## INPUT DATA
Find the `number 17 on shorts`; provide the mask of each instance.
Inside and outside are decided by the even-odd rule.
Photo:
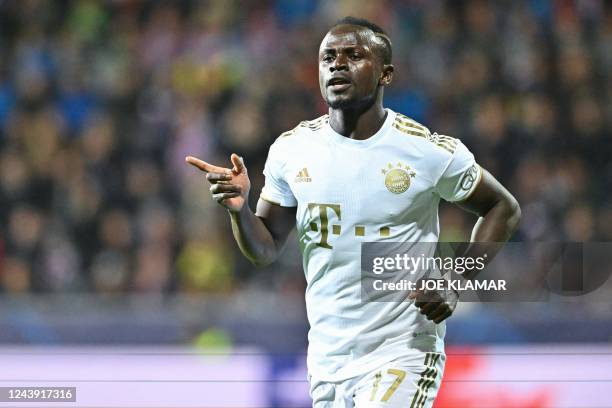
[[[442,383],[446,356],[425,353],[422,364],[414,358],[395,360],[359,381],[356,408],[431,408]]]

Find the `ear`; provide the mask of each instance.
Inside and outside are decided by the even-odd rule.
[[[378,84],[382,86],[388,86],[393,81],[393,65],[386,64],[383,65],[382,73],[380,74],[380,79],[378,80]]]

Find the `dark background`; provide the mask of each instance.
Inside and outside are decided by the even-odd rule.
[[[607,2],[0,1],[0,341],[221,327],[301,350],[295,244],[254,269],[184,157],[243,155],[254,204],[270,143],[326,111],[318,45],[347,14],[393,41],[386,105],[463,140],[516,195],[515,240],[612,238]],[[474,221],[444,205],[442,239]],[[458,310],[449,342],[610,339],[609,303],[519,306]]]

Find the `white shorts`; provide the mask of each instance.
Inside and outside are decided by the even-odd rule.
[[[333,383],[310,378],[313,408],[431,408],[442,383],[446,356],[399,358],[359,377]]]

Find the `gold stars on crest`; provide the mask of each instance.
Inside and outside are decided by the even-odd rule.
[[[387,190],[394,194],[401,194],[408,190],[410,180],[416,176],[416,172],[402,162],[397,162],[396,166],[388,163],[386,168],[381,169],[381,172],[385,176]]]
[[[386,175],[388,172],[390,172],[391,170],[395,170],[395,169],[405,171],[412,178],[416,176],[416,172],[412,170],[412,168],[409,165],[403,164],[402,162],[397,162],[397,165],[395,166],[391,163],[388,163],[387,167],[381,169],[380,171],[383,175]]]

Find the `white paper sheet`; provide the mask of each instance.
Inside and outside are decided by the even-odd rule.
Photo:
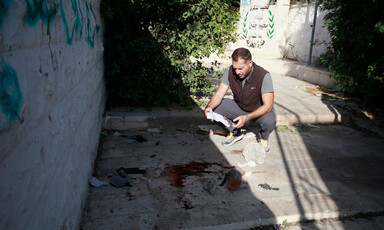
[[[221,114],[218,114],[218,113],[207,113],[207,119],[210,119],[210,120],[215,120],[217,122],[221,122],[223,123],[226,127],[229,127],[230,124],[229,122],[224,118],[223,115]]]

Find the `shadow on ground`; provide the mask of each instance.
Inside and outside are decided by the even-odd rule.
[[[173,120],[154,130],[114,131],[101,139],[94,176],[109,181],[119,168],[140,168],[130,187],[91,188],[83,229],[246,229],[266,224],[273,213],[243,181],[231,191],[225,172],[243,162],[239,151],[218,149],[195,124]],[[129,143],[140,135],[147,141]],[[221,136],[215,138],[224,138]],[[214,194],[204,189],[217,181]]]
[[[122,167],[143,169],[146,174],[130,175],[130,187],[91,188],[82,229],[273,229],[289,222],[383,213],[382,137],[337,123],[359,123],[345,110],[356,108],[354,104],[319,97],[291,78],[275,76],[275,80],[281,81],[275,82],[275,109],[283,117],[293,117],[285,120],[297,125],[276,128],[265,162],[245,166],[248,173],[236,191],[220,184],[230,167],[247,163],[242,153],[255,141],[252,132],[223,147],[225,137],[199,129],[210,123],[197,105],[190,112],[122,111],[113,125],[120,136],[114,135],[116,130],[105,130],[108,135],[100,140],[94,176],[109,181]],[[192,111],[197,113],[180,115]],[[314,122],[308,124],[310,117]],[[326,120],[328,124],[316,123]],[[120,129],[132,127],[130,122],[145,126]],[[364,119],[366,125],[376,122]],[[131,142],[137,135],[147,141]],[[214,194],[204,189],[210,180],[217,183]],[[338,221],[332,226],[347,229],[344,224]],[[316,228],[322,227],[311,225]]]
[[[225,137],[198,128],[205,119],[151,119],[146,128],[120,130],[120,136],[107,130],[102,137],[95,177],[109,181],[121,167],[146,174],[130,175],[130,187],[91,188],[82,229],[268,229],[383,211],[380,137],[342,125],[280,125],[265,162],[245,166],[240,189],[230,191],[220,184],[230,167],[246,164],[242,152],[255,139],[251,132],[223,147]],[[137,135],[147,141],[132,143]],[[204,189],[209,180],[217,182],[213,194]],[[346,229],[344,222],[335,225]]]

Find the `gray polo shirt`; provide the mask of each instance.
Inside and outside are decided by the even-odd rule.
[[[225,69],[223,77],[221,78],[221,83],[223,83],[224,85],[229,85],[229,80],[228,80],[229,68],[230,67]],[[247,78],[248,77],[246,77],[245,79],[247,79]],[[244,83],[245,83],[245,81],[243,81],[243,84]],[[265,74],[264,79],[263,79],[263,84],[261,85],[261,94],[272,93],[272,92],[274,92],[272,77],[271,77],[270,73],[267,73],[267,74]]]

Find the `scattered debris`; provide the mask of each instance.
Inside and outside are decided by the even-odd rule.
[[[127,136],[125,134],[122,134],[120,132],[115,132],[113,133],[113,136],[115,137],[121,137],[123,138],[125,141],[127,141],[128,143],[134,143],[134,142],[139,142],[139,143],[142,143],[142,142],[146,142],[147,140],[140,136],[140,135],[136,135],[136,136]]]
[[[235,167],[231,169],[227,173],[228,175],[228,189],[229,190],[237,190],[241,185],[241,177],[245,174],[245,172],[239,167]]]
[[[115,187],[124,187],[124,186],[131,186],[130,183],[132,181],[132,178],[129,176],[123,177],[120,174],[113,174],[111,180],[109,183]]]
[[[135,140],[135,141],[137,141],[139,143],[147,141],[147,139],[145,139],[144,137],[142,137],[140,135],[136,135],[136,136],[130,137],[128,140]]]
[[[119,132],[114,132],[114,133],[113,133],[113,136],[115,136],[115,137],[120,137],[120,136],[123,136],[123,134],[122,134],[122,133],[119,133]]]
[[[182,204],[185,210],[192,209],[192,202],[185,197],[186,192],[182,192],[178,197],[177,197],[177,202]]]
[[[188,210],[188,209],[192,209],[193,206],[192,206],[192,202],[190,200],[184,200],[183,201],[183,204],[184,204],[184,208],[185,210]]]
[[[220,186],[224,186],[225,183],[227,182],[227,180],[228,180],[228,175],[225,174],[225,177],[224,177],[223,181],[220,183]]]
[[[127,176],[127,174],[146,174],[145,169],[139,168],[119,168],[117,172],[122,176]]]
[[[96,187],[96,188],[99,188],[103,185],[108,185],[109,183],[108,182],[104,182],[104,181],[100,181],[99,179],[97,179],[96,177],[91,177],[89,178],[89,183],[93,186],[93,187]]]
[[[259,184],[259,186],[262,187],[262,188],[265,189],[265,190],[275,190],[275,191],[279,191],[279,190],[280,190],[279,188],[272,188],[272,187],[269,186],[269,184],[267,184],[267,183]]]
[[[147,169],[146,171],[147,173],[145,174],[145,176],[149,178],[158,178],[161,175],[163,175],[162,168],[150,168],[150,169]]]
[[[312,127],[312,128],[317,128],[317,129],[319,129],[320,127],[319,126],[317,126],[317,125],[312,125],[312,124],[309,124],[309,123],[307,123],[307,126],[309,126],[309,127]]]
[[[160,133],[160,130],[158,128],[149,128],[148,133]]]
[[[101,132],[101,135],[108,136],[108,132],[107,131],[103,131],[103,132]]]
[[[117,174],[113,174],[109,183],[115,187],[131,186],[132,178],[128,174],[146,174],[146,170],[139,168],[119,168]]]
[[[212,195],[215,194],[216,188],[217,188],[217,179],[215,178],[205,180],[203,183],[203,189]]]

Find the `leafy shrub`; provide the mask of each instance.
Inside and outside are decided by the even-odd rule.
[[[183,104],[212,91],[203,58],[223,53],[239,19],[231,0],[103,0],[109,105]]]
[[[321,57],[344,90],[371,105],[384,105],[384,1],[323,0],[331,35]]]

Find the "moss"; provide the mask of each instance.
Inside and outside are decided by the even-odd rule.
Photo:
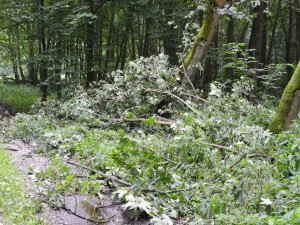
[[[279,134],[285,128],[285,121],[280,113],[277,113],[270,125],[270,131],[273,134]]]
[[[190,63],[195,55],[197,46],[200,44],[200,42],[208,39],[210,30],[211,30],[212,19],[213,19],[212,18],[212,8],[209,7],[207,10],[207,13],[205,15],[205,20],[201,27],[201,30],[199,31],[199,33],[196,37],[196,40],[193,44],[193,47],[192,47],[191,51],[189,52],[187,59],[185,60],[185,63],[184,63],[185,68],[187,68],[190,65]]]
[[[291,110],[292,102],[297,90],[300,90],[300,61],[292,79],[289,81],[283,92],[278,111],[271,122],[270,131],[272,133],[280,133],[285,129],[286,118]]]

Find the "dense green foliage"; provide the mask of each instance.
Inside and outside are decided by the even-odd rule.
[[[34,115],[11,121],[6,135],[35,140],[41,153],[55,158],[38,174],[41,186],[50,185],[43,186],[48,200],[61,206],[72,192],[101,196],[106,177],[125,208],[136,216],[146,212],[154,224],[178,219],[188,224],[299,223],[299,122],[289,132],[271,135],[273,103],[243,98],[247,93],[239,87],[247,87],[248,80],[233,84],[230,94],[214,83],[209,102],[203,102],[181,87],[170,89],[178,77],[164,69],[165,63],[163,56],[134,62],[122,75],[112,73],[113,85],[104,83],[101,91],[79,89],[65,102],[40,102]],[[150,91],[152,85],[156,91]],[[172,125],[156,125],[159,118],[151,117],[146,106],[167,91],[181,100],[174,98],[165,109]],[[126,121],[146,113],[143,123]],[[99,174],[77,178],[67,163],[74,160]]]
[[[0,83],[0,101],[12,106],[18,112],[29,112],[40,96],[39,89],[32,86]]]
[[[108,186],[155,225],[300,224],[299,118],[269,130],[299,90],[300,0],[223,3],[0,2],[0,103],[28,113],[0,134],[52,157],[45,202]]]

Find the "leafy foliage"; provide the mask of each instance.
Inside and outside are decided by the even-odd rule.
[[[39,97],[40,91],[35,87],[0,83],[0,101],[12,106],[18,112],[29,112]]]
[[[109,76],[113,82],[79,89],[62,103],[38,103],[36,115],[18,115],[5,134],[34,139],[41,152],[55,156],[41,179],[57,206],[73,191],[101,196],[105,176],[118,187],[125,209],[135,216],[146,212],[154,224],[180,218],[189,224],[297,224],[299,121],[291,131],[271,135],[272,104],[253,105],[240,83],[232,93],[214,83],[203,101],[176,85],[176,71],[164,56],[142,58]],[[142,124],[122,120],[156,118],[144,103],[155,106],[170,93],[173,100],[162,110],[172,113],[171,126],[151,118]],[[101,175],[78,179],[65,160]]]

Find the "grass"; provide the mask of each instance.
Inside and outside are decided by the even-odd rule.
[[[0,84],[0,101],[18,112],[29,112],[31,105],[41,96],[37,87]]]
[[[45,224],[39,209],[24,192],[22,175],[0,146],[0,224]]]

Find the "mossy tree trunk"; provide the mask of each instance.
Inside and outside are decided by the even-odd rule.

## PROBLEM DESCRIPTION
Search the entries above for the word "foliage", and copy every line where it occurs.

## OUTPUT BELOW
Find the "dense green foliage"; provide the mask of each instance.
Find the "leafy foliage"; provide the mask of each instance.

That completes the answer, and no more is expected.